**Task description**
Type the records out again in full, exactly.

**Stored rows**
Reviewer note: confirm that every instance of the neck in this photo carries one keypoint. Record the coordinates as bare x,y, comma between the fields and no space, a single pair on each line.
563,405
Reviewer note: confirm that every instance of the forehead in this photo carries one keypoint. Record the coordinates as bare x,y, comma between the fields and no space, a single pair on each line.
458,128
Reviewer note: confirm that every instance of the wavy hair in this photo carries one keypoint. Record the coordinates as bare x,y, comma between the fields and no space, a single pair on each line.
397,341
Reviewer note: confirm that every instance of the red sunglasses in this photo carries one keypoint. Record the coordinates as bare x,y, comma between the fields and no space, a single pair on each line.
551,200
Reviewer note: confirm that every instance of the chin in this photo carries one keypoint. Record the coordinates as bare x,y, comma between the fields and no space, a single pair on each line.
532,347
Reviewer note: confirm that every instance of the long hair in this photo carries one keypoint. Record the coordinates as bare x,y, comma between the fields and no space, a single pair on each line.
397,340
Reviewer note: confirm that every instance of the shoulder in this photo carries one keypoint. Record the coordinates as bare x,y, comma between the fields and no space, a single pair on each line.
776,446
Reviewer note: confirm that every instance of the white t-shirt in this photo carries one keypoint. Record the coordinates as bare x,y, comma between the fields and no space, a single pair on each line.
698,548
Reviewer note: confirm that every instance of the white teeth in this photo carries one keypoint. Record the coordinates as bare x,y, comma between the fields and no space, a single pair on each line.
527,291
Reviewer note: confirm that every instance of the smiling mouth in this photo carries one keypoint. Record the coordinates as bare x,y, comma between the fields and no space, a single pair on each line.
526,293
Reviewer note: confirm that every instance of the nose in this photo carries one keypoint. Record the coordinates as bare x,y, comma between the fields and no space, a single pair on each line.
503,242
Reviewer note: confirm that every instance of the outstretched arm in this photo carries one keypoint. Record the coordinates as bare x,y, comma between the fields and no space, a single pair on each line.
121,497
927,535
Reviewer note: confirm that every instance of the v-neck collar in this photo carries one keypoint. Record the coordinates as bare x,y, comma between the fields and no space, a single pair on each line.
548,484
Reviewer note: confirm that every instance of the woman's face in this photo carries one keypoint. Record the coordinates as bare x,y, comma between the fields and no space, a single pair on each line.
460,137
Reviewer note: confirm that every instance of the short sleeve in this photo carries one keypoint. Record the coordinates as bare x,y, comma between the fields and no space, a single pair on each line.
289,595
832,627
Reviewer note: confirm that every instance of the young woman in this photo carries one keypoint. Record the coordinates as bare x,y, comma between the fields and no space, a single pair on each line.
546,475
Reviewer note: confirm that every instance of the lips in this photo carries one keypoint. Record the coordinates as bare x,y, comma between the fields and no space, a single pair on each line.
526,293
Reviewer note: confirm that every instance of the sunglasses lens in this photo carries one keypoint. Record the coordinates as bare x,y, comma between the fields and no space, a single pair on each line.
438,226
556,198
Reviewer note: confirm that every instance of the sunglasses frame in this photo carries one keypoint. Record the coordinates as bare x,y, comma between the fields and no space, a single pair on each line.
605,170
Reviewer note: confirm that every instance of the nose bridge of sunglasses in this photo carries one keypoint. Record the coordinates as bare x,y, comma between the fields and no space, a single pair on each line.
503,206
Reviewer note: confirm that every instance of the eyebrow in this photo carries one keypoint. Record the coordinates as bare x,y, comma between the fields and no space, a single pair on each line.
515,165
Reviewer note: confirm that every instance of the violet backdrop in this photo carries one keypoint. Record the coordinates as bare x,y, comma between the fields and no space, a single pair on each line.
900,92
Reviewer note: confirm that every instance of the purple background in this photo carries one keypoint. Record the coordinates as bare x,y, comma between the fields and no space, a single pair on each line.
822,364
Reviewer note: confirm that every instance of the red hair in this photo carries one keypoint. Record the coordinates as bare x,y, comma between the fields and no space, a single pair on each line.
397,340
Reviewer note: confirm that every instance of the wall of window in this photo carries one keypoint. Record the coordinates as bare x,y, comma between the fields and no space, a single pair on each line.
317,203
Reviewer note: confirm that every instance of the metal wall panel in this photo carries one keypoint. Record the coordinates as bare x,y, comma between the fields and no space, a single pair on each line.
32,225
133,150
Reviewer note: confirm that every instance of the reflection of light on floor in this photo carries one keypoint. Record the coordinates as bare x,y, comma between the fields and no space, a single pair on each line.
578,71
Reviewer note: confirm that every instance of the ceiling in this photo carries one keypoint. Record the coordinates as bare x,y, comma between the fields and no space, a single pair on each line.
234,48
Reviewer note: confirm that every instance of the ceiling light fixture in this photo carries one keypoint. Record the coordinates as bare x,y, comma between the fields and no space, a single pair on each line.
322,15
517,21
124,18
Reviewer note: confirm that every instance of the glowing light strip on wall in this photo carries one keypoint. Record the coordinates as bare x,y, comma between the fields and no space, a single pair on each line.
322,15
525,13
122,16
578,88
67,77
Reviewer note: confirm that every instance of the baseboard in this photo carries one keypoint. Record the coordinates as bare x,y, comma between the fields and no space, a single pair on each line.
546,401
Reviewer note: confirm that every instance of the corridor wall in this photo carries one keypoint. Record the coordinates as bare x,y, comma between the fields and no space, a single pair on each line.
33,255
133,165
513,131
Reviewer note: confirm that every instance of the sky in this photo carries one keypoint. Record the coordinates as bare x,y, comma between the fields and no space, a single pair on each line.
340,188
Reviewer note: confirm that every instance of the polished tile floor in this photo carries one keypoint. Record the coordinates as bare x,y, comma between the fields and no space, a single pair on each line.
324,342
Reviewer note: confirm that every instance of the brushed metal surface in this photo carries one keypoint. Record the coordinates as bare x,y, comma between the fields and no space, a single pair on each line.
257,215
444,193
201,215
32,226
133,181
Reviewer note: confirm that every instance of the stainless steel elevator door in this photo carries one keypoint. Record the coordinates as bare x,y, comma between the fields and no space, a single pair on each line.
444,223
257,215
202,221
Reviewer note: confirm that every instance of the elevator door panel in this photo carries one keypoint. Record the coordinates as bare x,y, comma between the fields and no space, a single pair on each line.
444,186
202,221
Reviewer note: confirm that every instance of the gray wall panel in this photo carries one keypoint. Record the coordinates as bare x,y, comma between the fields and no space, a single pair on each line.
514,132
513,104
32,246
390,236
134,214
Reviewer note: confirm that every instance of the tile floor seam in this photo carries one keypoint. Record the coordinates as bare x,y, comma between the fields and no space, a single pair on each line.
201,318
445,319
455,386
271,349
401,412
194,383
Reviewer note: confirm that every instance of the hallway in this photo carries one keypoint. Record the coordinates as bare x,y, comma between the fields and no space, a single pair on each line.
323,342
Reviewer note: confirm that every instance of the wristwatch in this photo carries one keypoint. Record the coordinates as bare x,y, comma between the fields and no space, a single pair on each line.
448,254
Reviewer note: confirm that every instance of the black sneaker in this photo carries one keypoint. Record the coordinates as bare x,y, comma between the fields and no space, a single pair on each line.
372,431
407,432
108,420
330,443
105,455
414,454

**Correct response**
Reviewer note: confirm that every instance of the neck in this photo carries one keypoint. Record the coordinates as bare x,y, comma between the fields and no space, a single pair on each line.
563,405
Reviewer note: confirm that every instance of the forehead in this photo carries one keypoint. Record the coordinates as bare x,y, comma between the fields and no space, a single pair on each line.
458,128
Reviewer note: confirm that every instance of the wavy hair in this photo carries one keypoint. Record the coordinates as bare x,y, comma between the fields and no space, a single pair on each line.
397,341
Reviewer note: confirm that every instance of the red sunglasses in this photo carries one keypoint. Record the coordinates as bare x,y, comma between the fields and no space, a single pair on each line.
551,200
Reviewer note: confirm that every instance of the chin in this photo carries one keypoint. Record the coordinates as bare x,y, comma between the fields and no space, a single pair on each line.
532,347
Reviewer note: confirm that every instance of the long hair in this photo carries one keypoint. Record the coordinates as bare x,y, comma between the fields and no space, a single pair on each line.
397,340
Reviewer note: confirm that every instance of the shoulder in this photo carries one keypoint. Record the coordinates as bare x,y, comma between the fields and no space, a single pair on each line.
776,446
Reviewer note: confirm that every instance of the white t-shirt in this photo carries one keypoint. Record the coordinates as bare x,y, comma between the fields and no space, a single pair on each line.
698,548
Reviewer note: confirm that every instance of the white teeth in this photo carries one keypoint. Record the coordinates as bare x,y, comma between the fields and no space, a single pair on each line.
527,291
Reviewer note: confirm that every instance of the smiling mouth in this photo carries one keypoint. Record the coordinates as bare x,y, comma between the fields and no space, a single pair on each line.
526,293
Reviewer note: confirm that every instance of the nose in this photo carries one keypoint. Record the coordinates as bare x,y, comma between the fields and no space, a single pair on each line.
503,242
Reviewer note: confirm that every instance of the outstretched arm in this photo carries one keypoint. Record the coordinates as bare x,y, comma between the fields and no space, a single pair on each line.
121,497
927,535
Reviewer note: confirm that every instance of the v-neck collar in this photo carries one keypoint. Record the coordinates as bare x,y, comma between the fields and no space, a single pair on each line.
548,484
Reviewer note: confirm that every instance of the woman's face in this photo carries one keypoint. Record the coordinates as bare x,y, comma between the fields and no space, a single pair on each line.
460,137
Reviewer note: confirm that every instance of the short sleeve in this photo carries one keypoint. Record the coordinates as bare x,y, comma between the fields and no space, a single pair on each line.
289,595
832,627
Reviewer note: confirm that every instance of the young woman in this photo carries one keypoint. Record the coordinates as bare x,y, comma between the fields and no space, a single pair on each line.
546,475
Reviewer note: confirm that every instance of the lips in this photo carries one keypoint. Record the coordinates as bare x,y, comma between the fields and no space, a single pair on each line.
526,293
Reviewer note: confirm that every instance of the sunglasses lens in this photo carries one keypoint. Record the coordinates as bare x,y, comma between the fields and no space, a single pair on each line.
438,226
556,198
Reviewer note: confirm that every instance of the sunglasses frame in this photo carries one keypoint. Record the coordinates as bare x,y, comma between the fields and no space, a single pair on each line.
605,170
Reviewer note: confirm that every instance of the nose bridge of sunglasses in this photo carries one keypoint. Record the coordinates as bare x,y, comma between the fields and no space, a single pair on each line.
503,206
Reviewer note: confirm that every instance of the eyebrow in this photo carries one keypoint. Record the coordinates as bare x,y, comma between the fields and no space, a single pair on each line.
515,165
Reviewer note: confirm that every instance of the violet backdrop in this photo carries one keypoint. Record the coordinates as bare x,y, comma between the fields and no space, a single pair on each line.
900,92
Reviewer note: confirm that every instance of the purple background in this photo carries one keypoint. Record the coordinates as bare x,y, comma between the fields and no space, a single pair on each line.
822,364
Reviewer note: confirm that every instance of the red hair in this photo carries one keypoint. Record the coordinates as bare x,y, comma between the fields and no space, a single pair on each line.
397,340
Reviewer note: confirm that every instance of the wall of window in this photo carries one keypoint. Record the coordinates as bare x,y, comma between the fields and no space, a single pair on each line.
317,203
Reviewer note: confirm that every instance of the metal wall panel in this photo carries one keypoint. Record the coordinates as bare x,y, comma between the fields and no space, a single pair on each line.
32,225
133,150
Reviewer note: confirm that every instance of the reflection of light on floor in this photo carries one keypoint. Record the coordinates as bare x,y, comma between the fields and no space, a single pair on each line.
578,71
Reviewer note: confirm that every instance of the ceiling in this photo carries one keypoint. Record the coordinates as bare x,y, comma between the fields and no space, a single pair on each line.
234,48
Reviewer note: confirm that every instance of the ceiling light fixture in this photo carries one keypoint. Record the coordinates as bare x,y, comma between the fields and no space, a single pair on each line.
322,15
517,21
124,18
Reviewer note: confirm that every instance of the glowing light strip on wall in this photo carries one keypoint. Record the coordinates as bare x,y, comma between the fields and no space, a single pair on each line.
322,15
525,13
122,16
578,88
67,77
Reviewer note: confirm that every instance of the baseboard in this photo carries one keypoint. Record the coordinates as bare x,y, comma between the fields and no space, a single pair on each line.
546,401
Reviewer note: confirm that every instance of the corridor wall in this photo carries one keypoint. Record the coordinates as bare x,y, comma between the fields and no space, a single pair on each line.
33,255
133,165
513,131
Reviewer note: confirm that every instance of the sky in this photo carries one keypoint. Record the coordinates as bare x,y, comma between the fields and no space, a single pair on each line.
340,188
Reviewer note: confirm that every instance of the polished tile floor in this photo carries one keypoint. Record the coordinates as bare x,y, comma between the fields and no space, a single pair on each line.
324,342
Reviewer note: confirm that every instance of the brushed metal surface in this photo carries one keypoint. Record the coordinates as bare x,y, comma between the fields and no space, a single pair on each line.
257,215
444,193
201,215
32,226
133,181
Reviewer note: confirm that every instance of the stainless steel elevator door in this photo carries one keypoint. Record the coordinates as bare x,y, comma between the fields and no space, a single pair on each line.
444,223
257,215
202,221
Reviewer note: confirm that every instance of the elevator door panel in this photo carries one keypoint. Record the coordinates as bare x,y, comma between the fields and no space, a single pair on each line.
444,186
202,221
Reviewer note: confirm that every instance of the gray wall panel in this photo carries one keypoint. Record the coordinates as bare x,y, comma between the fields and no space, a single pair on each line.
514,132
513,104
32,246
390,236
134,214
Reviewer note: confirm that every instance of the tile floor seam in this photo carries one keypoint. Record the coordinates as bare x,y, comma between the fields and no space, a single pair on each line.
201,318
445,319
455,386
271,349
401,412
194,383
Reviewer note: confirm that every instance of the hallway in this photo carries one keypoint. Record the coordinates as bare x,y, comma between the fields and no space, a single pair on each line.
323,342
Reviewer note: confirm that every instance of the wristwatch in this photo carries one keypoint. Record the coordinates as bare x,y, comma between the fields and no space, a single pair on each line.
448,254
Reviewer note: confirm that every instance of the black sneaker in this photo carries one keypoint. Record the coordinates as bare x,y, comma between the fields and no space, a single pair on each line.
372,431
407,432
108,420
330,443
105,455
414,454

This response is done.